Your task: The records underneath are to be printed in full and exactly, with no pictures carried over.

====

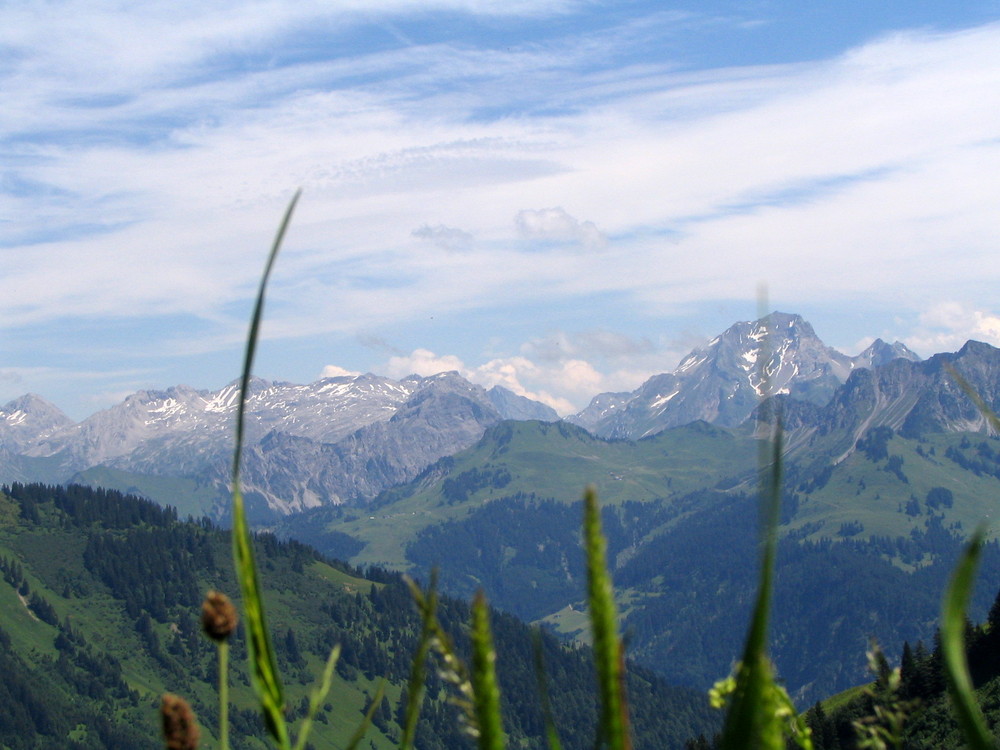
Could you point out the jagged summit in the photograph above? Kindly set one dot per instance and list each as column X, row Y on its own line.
column 724, row 381
column 338, row 439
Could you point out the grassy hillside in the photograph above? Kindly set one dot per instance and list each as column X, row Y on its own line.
column 866, row 542
column 98, row 617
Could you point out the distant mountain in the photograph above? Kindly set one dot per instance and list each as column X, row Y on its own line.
column 28, row 419
column 340, row 439
column 881, row 486
column 91, row 638
column 721, row 382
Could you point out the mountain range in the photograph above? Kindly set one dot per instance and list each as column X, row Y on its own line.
column 888, row 463
column 346, row 439
column 337, row 440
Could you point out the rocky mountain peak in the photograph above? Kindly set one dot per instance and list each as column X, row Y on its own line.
column 723, row 381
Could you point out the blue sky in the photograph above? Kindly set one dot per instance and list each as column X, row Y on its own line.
column 561, row 197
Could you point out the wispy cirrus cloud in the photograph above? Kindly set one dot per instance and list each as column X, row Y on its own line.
column 149, row 150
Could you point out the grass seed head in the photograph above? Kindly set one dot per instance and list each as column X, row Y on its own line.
column 180, row 730
column 218, row 616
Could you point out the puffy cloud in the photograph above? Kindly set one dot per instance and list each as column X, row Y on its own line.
column 447, row 238
column 335, row 371
column 565, row 383
column 423, row 362
column 947, row 326
column 554, row 225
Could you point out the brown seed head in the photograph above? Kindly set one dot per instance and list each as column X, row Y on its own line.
column 179, row 727
column 218, row 616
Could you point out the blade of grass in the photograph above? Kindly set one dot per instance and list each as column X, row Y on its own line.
column 359, row 733
column 756, row 717
column 988, row 414
column 318, row 696
column 484, row 678
column 551, row 735
column 612, row 727
column 264, row 669
column 427, row 607
column 953, row 607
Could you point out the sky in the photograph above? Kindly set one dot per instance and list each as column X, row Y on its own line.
column 563, row 197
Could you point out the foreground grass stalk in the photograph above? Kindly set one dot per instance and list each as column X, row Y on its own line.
column 551, row 735
column 223, row 649
column 613, row 724
column 484, row 679
column 264, row 668
column 318, row 696
column 427, row 607
column 956, row 598
column 218, row 621
column 761, row 713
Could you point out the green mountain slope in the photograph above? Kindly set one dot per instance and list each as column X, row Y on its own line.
column 98, row 608
column 867, row 541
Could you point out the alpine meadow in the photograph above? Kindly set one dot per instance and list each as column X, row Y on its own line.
column 619, row 376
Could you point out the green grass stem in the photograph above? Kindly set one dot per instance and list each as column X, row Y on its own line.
column 953, row 607
column 551, row 734
column 612, row 727
column 317, row 697
column 427, row 608
column 264, row 668
column 484, row 678
column 223, row 647
column 359, row 733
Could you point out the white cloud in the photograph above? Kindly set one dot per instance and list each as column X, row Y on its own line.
column 423, row 362
column 947, row 326
column 566, row 383
column 335, row 371
column 447, row 238
column 555, row 225
column 150, row 159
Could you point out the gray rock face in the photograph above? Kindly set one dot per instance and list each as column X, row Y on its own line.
column 721, row 383
column 336, row 440
column 28, row 419
column 914, row 398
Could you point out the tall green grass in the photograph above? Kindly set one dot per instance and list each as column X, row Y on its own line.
column 760, row 714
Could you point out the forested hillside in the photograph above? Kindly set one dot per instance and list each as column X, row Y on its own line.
column 98, row 617
column 920, row 700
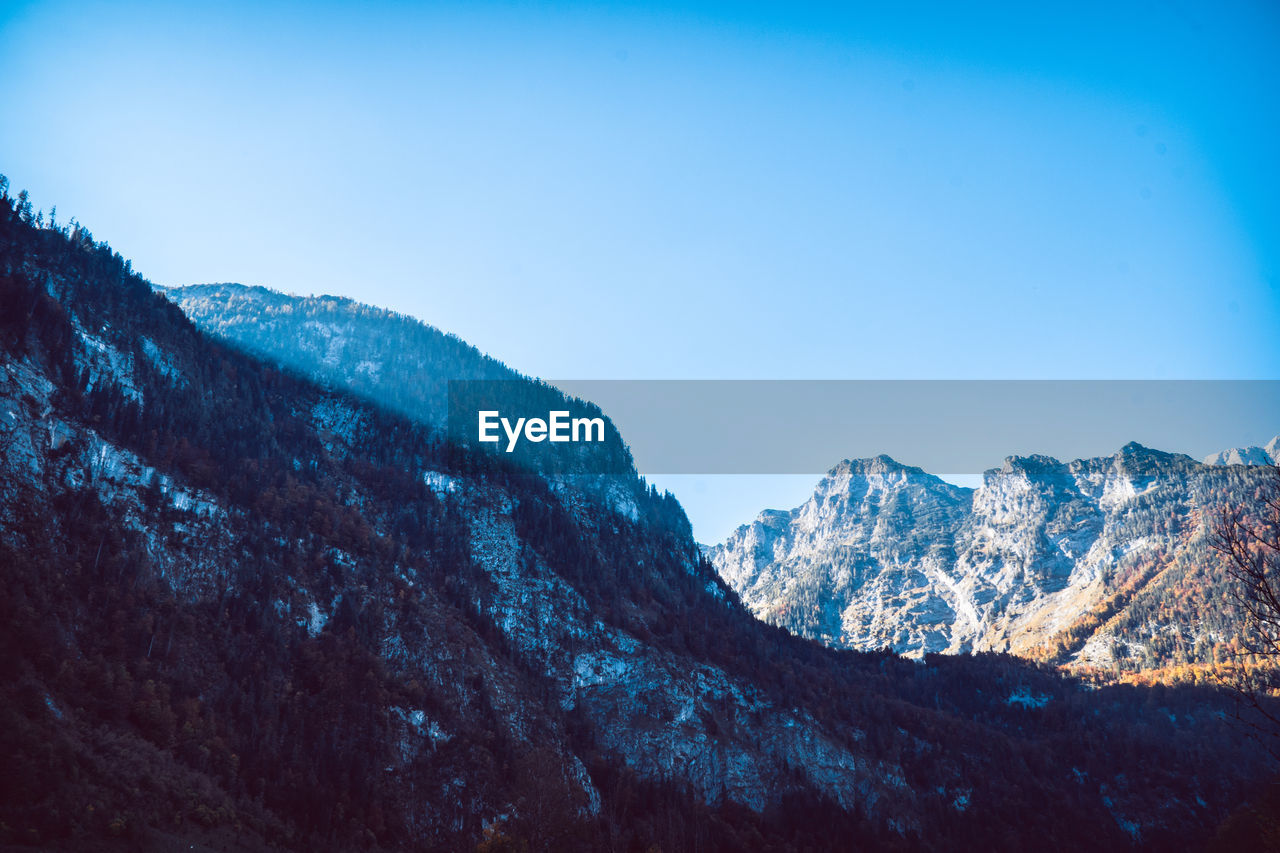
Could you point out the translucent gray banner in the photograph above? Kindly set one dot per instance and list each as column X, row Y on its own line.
column 805, row 427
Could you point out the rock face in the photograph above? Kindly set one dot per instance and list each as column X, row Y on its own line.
column 1266, row 455
column 885, row 555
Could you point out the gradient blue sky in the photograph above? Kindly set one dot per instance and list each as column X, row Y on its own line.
column 700, row 191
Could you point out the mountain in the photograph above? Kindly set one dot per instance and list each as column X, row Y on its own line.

====

Answer to the exercise:
Could you point out the jagged summit in the photograph above? Kindly set one dot per instance and list each as column X, row Y on its own line.
column 724, row 381
column 338, row 439
Could you point out the grassy hillside in the photograph above? Kindly set one dot per instance and list each as column X, row Y on its own line.
column 866, row 542
column 98, row 617
Could you point out the distant mountain in the photograph above? Kindly set one dot per instance and list each as column X, row Y on its own line.
column 28, row 419
column 340, row 439
column 881, row 486
column 91, row 638
column 721, row 382
Could you point out the mountain range in the photograph above? Kindly set one dot per instance and list each as column X, row Y on its own line.
column 888, row 463
column 346, row 439
column 337, row 440
Could you point out the rocky mountain peak in the photograph above? Kindly set one dot per instance and list each as column X, row Y on its own line.
column 723, row 381
Could you point out the blue sky in the photograph above? Kindly set one dot per instance and list each as column X, row Y on its own line.
column 561, row 197
Could you point out the wispy cirrus cloud in the photograph above? Kindly set one dot per instance and list each as column X, row Y on its own line.
column 149, row 150
Could you point out the grass seed head in the photograph above? Kindly set one dot per instance and list each as column X, row Y on its own line.
column 180, row 730
column 218, row 616
Could you point out the puffy cloud in the photograph above? Kindly set one dot per instance and list each as column X, row Y on its own line.
column 447, row 238
column 335, row 371
column 565, row 383
column 423, row 362
column 947, row 326
column 554, row 225
Could you point out the brown seed head in the photograph above? Kindly set one dot per instance and list each as column X, row Y on its own line.
column 179, row 727
column 218, row 616
Could you point out the blade of grass in the photograph above? Kindly set one dot per instance and list each as column X, row Y on its own line.
column 359, row 733
column 756, row 717
column 988, row 414
column 318, row 696
column 484, row 678
column 551, row 735
column 612, row 727
column 264, row 669
column 427, row 607
column 953, row 607
Could you point out the sky in the photograph above? Kindly set one dot per instance and list each as column X, row Y on its own line.
column 563, row 197
Could you point out the foreground grass stalk in the photograph above? Kindly set one dot per instance and list each as column X, row Y on its own line.
column 551, row 735
column 223, row 649
column 613, row 724
column 484, row 679
column 264, row 668
column 318, row 696
column 427, row 607
column 956, row 598
column 218, row 621
column 761, row 713
Could you point out the green mountain slope in the photograph above? Kindly set one dot per instance and list each as column X, row Y on its own line.
column 98, row 608
column 867, row 541
Could you point out the alpine meadow in the photograph above? Kindly set one dot per instance and list each as column X, row Y on its own line.
column 619, row 376
Could you point out the green grass stem in the photograph above? Kindly set one dot per instance and list each as column X, row Y on its own line.
column 953, row 607
column 551, row 734
column 612, row 727
column 317, row 697
column 427, row 608
column 264, row 668
column 484, row 678
column 223, row 647
column 359, row 733
Could you point out the white cloud in the photograph above? Kindly set one dot per instance and list each as column X, row Y on its own line.
column 423, row 362
column 947, row 326
column 566, row 383
column 335, row 371
column 447, row 238
column 555, row 225
column 150, row 159
Could you point out the gray rock face in the photograph above? Kindly set one dot per instance and list each as column X, row Y on its own line.
column 721, row 383
column 336, row 440
column 28, row 419
column 914, row 398
Could you point out the tall green grass in the photograph above? Kindly set one dot per instance and list each as column X, row Y on its own line.
column 760, row 714
Could you point out the forested hillside in the photograph above? Kindly set one dot per instance and list each as column X, row Y on its own line.
column 98, row 617
column 920, row 700
Could you point out the translucent gray banner in the photograph above? Kindly set one dot per instance and list each as column X, row Y on its own line.
column 805, row 427
Could you point out the rock face in the photograph above? Kindly set one dot per instance and list each as column X, row Y on its own line.
column 1266, row 455
column 885, row 555
Could you point out the gradient blue sky in the photograph above? Kindly set one dot per instance and list each as column X, row Y on its own line.
column 700, row 191
Could you point out the mountain in the photograph above? Kindly set one dot per instance and list each as column X, row Y on its own line.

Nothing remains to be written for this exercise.